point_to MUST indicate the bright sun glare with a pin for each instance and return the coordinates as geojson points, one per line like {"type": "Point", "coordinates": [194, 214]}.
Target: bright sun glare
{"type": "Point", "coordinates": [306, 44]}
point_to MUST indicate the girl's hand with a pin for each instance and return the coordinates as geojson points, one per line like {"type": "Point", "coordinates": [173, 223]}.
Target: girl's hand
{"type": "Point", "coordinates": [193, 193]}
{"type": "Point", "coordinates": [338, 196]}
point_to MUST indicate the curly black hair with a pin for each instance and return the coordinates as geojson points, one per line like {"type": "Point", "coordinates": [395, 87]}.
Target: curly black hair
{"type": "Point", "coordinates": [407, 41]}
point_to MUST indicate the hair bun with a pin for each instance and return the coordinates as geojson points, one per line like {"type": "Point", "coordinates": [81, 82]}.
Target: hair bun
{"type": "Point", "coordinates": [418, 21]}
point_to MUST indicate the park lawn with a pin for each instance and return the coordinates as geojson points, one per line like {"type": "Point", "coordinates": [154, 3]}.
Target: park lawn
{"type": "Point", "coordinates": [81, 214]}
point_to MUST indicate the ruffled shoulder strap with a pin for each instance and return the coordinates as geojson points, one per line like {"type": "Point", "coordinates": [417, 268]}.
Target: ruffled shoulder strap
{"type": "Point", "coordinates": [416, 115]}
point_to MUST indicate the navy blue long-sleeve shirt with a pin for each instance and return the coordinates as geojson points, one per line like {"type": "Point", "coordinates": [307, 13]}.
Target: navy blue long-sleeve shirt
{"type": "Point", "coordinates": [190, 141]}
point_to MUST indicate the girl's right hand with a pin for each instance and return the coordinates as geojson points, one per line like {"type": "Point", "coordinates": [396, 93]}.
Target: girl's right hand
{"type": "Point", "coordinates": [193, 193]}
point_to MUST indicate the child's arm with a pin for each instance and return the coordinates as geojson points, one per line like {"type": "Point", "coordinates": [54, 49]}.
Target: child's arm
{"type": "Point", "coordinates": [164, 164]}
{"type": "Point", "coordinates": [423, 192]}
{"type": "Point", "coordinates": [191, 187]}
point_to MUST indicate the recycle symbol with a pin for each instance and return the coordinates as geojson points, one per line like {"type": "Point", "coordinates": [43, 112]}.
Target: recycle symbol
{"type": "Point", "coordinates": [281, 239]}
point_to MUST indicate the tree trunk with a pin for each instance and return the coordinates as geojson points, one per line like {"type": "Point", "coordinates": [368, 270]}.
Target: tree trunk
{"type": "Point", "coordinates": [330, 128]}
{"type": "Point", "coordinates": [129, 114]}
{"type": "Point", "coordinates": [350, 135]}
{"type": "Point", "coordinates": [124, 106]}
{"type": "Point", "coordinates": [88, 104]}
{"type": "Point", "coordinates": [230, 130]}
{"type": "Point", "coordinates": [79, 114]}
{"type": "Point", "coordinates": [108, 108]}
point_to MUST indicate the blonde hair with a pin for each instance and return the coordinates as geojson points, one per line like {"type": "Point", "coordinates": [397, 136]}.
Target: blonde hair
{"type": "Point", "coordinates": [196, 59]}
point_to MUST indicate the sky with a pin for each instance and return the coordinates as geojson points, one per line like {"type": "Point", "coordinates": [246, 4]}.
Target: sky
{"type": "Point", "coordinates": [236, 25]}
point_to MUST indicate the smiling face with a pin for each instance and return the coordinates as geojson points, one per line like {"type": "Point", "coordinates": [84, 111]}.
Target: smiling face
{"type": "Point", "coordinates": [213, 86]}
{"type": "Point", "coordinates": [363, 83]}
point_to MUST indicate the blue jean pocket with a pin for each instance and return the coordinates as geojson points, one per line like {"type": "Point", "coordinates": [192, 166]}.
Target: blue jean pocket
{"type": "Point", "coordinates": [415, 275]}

**Prompt**
Once more, set down the full listing, verbatim.

**Expected answer**
point_to MUST indicate the bright sun glare with a pin for each instance and return the coordinates as geojson points, one per line like {"type": "Point", "coordinates": [194, 214]}.
Target: bright sun glare
{"type": "Point", "coordinates": [306, 44]}
point_to MUST indicate the girl's hand with a pin for each instance and return the coordinates as geojson points, one per line like {"type": "Point", "coordinates": [173, 223]}.
Target: girl's hand
{"type": "Point", "coordinates": [193, 193]}
{"type": "Point", "coordinates": [338, 196]}
point_to MUST indicate the curly black hair with a pin for each instance and return the coordinates as geojson points, one per line like {"type": "Point", "coordinates": [395, 87]}.
Target: curly black hair
{"type": "Point", "coordinates": [407, 41]}
point_to MUST indicate the hair bun with a pin for each instance and return the coordinates as geojson points, one per line like {"type": "Point", "coordinates": [81, 82]}.
Target: hair bun
{"type": "Point", "coordinates": [418, 21]}
point_to MUST indicate the park lawn with a pin for each instance and return the coordinates as geojson points, one per line like {"type": "Point", "coordinates": [154, 3]}.
Target: park lawn
{"type": "Point", "coordinates": [81, 214]}
point_to MUST indicate the ruffled shoulder strap with a pin for each instance and return the coordinates as geojson points, one per line like {"type": "Point", "coordinates": [417, 268]}.
Target: ruffled shoulder strap
{"type": "Point", "coordinates": [416, 115]}
point_to MUST indicate the navy blue long-sleeve shirt with a pin for each instance and return the coordinates as geojson points, one per line like {"type": "Point", "coordinates": [307, 13]}.
Target: navy blue long-sleeve shirt
{"type": "Point", "coordinates": [190, 141]}
point_to MUST indicate the girl's right hand with a pin for each instance and return the coordinates as geojson points, one per line like {"type": "Point", "coordinates": [396, 93]}.
Target: girl's right hand
{"type": "Point", "coordinates": [193, 193]}
point_to MUST indicate the child's arm with a pin for each instance and return the coordinates as geojson points, one per line like {"type": "Point", "coordinates": [54, 49]}.
Target: child's arm
{"type": "Point", "coordinates": [164, 164]}
{"type": "Point", "coordinates": [423, 192]}
{"type": "Point", "coordinates": [191, 187]}
point_to MUST indicate the recycle symbol with a pin for each instance and return the coordinates as geojson points, one per line like {"type": "Point", "coordinates": [43, 112]}.
Target: recycle symbol
{"type": "Point", "coordinates": [281, 239]}
point_to MUST indicate the tree trunk with a pin for each instance and return the coordinates as geojson points, one per line like {"type": "Point", "coordinates": [368, 270]}.
Target: tree trunk
{"type": "Point", "coordinates": [330, 128]}
{"type": "Point", "coordinates": [129, 114]}
{"type": "Point", "coordinates": [350, 135]}
{"type": "Point", "coordinates": [124, 106]}
{"type": "Point", "coordinates": [88, 104]}
{"type": "Point", "coordinates": [230, 130]}
{"type": "Point", "coordinates": [79, 114]}
{"type": "Point", "coordinates": [108, 108]}
point_to MUST indicate the blonde hair with a pin for each instance and return the coordinates as geojson points, one per line like {"type": "Point", "coordinates": [397, 136]}.
Target: blonde hair
{"type": "Point", "coordinates": [196, 59]}
point_to MUST indicate the sky with a pin for each instance and return the coordinates as geojson points, one per line like {"type": "Point", "coordinates": [246, 4]}.
Target: sky
{"type": "Point", "coordinates": [236, 25]}
point_to MUST indicate the smiling face with a pin for each instance and return the coordinates as geojson points, one per line like {"type": "Point", "coordinates": [84, 111]}.
Target: smiling face
{"type": "Point", "coordinates": [213, 86]}
{"type": "Point", "coordinates": [363, 83]}
point_to MUST indicate the blue jean pocket with a pin for each instance and return the coordinates as geojson points, one per line like {"type": "Point", "coordinates": [192, 166]}.
Target: blue jean pocket
{"type": "Point", "coordinates": [415, 275]}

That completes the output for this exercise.